WORK INSTRUCTION:
All that is wanted is the lines from the first line of the listing below through the line containing "[(1035, 406), (621, 401), (169, 220), (1023, 324)]", written out exactly with pictures left out.

DATA EXTRACT:
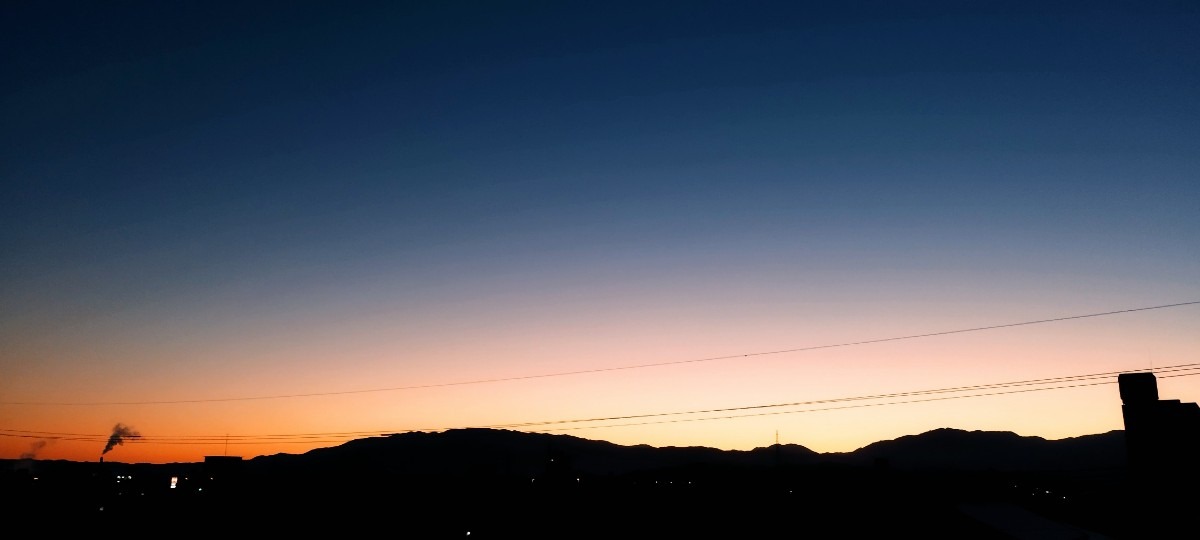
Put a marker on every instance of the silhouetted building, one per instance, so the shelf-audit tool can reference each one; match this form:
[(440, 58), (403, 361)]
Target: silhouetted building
[(1163, 448), (1162, 436)]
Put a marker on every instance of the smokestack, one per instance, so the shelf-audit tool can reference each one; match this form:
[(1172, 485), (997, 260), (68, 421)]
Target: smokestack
[(120, 432)]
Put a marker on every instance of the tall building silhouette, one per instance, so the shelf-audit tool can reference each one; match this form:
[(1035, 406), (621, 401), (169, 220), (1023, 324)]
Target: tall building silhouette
[(1163, 449)]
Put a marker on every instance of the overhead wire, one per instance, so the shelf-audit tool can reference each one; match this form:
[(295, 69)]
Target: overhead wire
[(978, 390), (599, 370)]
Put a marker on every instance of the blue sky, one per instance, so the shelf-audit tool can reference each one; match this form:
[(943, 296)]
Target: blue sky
[(199, 172)]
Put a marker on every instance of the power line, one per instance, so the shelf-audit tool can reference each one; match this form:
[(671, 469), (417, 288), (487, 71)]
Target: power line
[(598, 370), (977, 390)]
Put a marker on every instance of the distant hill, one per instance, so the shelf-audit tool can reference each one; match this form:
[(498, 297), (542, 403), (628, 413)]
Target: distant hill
[(510, 484), (504, 453)]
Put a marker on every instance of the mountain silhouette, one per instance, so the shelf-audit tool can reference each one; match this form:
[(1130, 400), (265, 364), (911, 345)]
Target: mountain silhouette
[(502, 451), (510, 484)]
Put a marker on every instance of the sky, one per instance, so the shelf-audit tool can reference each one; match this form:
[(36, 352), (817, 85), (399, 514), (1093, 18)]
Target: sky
[(251, 228)]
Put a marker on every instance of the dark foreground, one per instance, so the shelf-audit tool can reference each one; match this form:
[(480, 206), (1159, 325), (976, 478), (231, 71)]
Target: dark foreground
[(672, 503)]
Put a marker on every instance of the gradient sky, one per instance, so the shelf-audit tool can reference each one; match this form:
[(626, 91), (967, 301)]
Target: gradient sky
[(209, 207)]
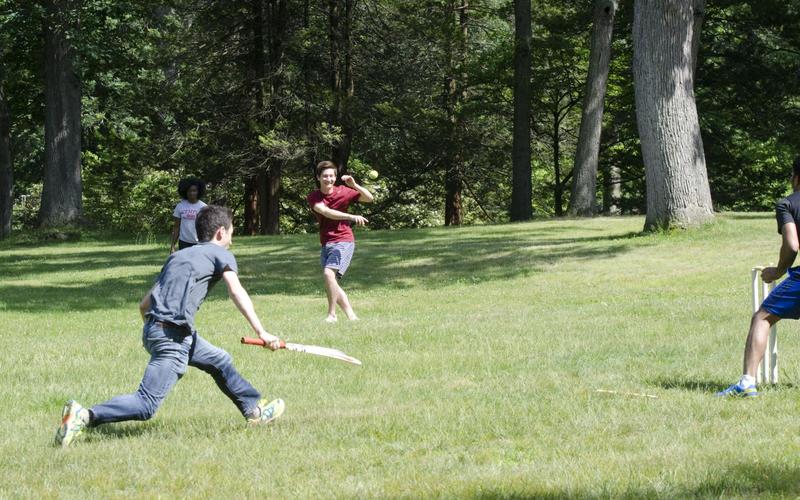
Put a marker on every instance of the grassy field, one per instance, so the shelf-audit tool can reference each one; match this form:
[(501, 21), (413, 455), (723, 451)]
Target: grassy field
[(483, 351)]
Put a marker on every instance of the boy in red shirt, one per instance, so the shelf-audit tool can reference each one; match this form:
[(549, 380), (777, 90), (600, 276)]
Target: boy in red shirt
[(329, 204)]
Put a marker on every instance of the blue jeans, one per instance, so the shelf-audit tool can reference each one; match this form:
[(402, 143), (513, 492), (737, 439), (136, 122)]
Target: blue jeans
[(171, 350)]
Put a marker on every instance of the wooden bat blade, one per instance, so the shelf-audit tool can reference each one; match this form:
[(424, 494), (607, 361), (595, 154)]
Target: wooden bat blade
[(322, 351), (308, 349)]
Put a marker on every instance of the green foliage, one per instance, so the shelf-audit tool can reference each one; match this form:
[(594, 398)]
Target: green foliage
[(177, 87), (481, 369), (150, 203)]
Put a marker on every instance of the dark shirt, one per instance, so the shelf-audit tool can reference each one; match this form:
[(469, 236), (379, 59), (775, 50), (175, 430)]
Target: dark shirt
[(788, 210), (185, 280)]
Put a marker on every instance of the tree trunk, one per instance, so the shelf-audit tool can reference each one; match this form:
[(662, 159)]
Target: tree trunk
[(456, 95), (678, 193), (255, 184), (340, 15), (558, 187), (61, 189), (271, 185), (251, 205), (583, 201), (521, 184), (6, 165), (269, 197)]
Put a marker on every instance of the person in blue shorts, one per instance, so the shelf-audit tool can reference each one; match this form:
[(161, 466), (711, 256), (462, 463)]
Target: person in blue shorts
[(329, 204), (168, 311), (784, 301)]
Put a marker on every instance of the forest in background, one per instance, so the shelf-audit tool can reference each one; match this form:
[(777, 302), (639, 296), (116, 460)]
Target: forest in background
[(250, 95)]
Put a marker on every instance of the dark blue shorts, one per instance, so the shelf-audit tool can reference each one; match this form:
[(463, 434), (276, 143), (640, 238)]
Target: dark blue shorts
[(337, 256), (784, 300)]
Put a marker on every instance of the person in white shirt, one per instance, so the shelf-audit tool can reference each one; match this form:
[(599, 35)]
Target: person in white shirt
[(185, 213)]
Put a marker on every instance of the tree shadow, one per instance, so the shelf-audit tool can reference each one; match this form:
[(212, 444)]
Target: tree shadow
[(742, 479), (427, 258), (711, 386), (401, 261)]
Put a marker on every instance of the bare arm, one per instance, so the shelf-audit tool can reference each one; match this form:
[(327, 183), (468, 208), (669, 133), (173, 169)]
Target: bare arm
[(240, 297), (176, 228), (365, 195), (332, 214), (789, 248)]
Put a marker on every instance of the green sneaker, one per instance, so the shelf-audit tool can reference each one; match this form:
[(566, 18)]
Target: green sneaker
[(269, 411), (74, 418)]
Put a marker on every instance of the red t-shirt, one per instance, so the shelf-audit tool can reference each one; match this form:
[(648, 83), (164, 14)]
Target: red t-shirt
[(332, 231)]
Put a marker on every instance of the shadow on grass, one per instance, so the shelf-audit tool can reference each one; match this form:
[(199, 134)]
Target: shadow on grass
[(748, 480), (711, 386), (427, 258)]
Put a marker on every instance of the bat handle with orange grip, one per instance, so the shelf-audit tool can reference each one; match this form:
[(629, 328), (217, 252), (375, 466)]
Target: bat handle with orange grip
[(259, 342)]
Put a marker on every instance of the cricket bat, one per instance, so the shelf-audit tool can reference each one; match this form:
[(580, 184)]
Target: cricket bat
[(308, 349)]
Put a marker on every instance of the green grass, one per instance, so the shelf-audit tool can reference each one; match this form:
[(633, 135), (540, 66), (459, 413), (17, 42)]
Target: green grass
[(483, 348)]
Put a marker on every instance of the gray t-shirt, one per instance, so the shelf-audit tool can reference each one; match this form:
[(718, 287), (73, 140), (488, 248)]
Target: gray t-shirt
[(185, 280)]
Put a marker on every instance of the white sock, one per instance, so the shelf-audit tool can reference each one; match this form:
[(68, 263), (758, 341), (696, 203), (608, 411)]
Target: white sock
[(747, 381)]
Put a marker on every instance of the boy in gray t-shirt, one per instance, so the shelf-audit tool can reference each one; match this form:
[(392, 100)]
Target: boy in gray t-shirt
[(168, 310)]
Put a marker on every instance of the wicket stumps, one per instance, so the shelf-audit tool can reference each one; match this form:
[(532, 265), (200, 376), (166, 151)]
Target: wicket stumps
[(768, 369)]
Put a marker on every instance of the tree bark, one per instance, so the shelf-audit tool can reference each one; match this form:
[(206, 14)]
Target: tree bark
[(583, 200), (271, 185), (678, 193), (340, 15), (6, 165), (251, 205), (558, 186), (456, 95), (61, 189), (521, 183)]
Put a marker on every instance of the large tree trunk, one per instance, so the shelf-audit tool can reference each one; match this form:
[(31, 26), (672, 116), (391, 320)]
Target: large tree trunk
[(271, 187), (6, 166), (455, 96), (678, 194), (61, 190), (263, 197), (583, 201), (521, 184), (340, 14), (558, 185)]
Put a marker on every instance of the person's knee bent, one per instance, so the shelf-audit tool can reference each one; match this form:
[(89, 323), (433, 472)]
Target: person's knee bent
[(763, 315)]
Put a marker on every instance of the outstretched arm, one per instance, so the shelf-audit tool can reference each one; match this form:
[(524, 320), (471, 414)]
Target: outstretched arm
[(789, 248), (144, 304), (242, 300), (332, 214), (365, 195)]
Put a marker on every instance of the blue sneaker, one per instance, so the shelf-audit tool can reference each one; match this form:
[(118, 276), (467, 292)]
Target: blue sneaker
[(737, 390), (268, 412), (74, 418)]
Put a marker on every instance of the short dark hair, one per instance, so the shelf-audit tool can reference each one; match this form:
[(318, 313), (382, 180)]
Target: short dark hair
[(185, 184), (325, 165), (211, 218)]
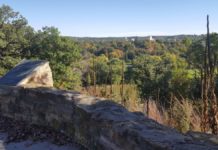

TASK ANSWER:
Put a marker on every instance of the silhouetted building, one per instance, so the shelf-audit tool can reference each one; match this form:
[(440, 58), (403, 361)]
Target: silhouetted building
[(1163, 448), (1162, 436)]
Put a marker on every instance of the smokestack, one per instance, so the shelf-audit tool can reference each one; match this form:
[(1172, 485), (997, 260), (68, 421)]
Target: smokestack
[(120, 432)]
Put a marker on every instance of the tall building silhouette, one per instance, so the shelf-audit tool can reference each one; match this form:
[(1035, 406), (621, 401), (169, 220), (1023, 324)]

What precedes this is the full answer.